* **Texte à lire**:
________________________

L’un des enjeux majeurs est l’implication des équipes métiers avec qui nous allons travailler, tout au long du projet en consortium. Un projet Blockchain nécessite 20% de technologie Blockchain pure, et 80% d'uniformisation, de standardisation et de modélisation du workflow métier. Il faut analyser les processus existants et cibles, ce qui requiert l’implication de sachants métiers.
Une difficulté qu’il me semble importante de mentionner est l’élaboration des modèles de pricing et l’estimation des retours sur investissement de nos projets. De plus en plus, lorsque l’on crée un projet, nous avons besoin que notre business model soit démontré, documenté, et que le ROI puisse être estimé. Cependant, étant donné la faible maturité de ces technologies, le peu de recul disponible et le mode exploratoire jusque-là opéré, une prise de risque est nécessaire sur ces sujets dans un premier temps. Je conçois parfaitement que les promoteurs de ces projets-là souhaitent être breakeven, mais certains résonnent avec des retours sur investissement trop orientés à court-terme. Cela crée des barrières pécuniaires dans l’investissement des projets, et cela peut devenir un véritable frein au développement et à l’adoption de nouvelles initiatives.

________________________

* **Données fournies**:
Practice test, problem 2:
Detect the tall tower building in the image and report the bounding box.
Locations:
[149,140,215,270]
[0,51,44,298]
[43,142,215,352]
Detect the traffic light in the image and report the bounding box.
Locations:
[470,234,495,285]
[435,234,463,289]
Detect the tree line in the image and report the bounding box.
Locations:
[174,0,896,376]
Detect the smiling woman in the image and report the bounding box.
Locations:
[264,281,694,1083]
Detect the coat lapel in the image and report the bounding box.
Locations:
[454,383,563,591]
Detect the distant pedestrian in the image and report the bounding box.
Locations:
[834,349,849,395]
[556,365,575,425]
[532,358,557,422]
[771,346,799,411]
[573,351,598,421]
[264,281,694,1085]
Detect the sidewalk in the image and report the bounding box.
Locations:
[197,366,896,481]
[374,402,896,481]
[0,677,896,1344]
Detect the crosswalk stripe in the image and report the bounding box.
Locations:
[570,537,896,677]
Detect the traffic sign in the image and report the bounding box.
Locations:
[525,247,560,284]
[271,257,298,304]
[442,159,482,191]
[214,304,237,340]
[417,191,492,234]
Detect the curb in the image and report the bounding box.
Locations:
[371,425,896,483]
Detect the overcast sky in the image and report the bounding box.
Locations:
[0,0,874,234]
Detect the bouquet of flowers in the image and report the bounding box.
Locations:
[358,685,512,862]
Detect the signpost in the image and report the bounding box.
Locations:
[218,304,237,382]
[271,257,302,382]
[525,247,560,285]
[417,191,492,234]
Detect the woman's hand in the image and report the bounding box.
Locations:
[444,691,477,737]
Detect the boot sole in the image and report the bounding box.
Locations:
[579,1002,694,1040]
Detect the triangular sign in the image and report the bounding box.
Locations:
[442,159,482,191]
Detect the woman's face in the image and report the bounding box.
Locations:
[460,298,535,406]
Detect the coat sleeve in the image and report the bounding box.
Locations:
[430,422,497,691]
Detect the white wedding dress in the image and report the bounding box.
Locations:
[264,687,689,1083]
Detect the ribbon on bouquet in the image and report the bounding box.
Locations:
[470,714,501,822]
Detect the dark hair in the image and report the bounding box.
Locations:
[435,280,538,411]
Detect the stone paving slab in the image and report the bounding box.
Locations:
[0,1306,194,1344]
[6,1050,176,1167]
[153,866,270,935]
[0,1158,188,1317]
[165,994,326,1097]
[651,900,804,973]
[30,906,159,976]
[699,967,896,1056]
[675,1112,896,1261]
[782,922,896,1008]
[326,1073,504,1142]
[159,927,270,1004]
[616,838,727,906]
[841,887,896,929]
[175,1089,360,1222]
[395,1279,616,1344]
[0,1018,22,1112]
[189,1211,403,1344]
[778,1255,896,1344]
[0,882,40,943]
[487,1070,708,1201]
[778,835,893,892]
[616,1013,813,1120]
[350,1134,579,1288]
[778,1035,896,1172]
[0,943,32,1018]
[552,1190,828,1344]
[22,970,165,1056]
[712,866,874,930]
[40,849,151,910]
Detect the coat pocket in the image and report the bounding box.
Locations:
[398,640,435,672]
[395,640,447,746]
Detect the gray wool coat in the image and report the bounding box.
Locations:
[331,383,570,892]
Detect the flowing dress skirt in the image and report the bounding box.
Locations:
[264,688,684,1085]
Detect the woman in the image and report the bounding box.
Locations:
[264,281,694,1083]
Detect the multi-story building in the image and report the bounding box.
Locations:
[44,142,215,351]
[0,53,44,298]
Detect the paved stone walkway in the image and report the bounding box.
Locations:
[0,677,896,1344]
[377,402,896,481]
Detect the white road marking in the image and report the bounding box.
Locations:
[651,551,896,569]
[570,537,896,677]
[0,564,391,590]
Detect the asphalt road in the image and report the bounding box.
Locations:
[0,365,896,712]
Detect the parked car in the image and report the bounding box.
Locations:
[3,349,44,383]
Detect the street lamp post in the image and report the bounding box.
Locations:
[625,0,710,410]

________________________

* **À vous**:
- A) Pouvez-vous résumer en deux phrases le texte sur les projets Blockchain ?
- B) Prolongez le texte sur les projets Blockchain à la suite de sa dernière phrase.

* **Réponses attendues**:
- A) Un projet Blockchain repose à 20 % sur la technologie Blockchain pure et à 80 % sur l'uniformisation, la standardisation et la modélisation du workflow métier, ce qui exige l'implication des équipes et des sachants métiers tout au long du projet en consortium. L'élaboration des modèles de pricing et l'estimation du ROI sont difficiles en raison de la faible maturité de ces technologies, et des attentes de retour sur investissement trop orientées à court terme créent des barrières pécuniaires qui peuvent freiner le développement et l'adoption de nouvelles initiatives.

- B)
Enfin, du point de vue technique, il existe un véritable obstacle lié à l’utilisation du cloud dans les organisations bancaires qui est pourtant un mode de déploiement très souvent proposé pour les projets Blockchain. Une difficulté supplémentaire vient du fait que lors d’un projet Blockchain, il est très courant d’avoir à communiquer avec l’ensemble du réseau, et en même temps d’avoir besoin d’héberger le « nœud » Blockchain au plus proche du système d’information afin de communiquer ou être interfacé avec nos applications métiers. Cela pose des questions de sécurité informatique à prendre en compte et à traiter. Il faut donc que les éditeurs de solutions travaillent à ce que l’architecture de leur solution résolve ces problèmes, et c’est exactement ce que fait Corda Enterprise.
"Un projet Blockchain c'est 20% de technologie Blockchain pure et 80% d'uniformisation, de standardisation et de modélisation du workflow métier."
Quelles solutions technologiques avez-vous testées ? Lesquelles préférez-vous ?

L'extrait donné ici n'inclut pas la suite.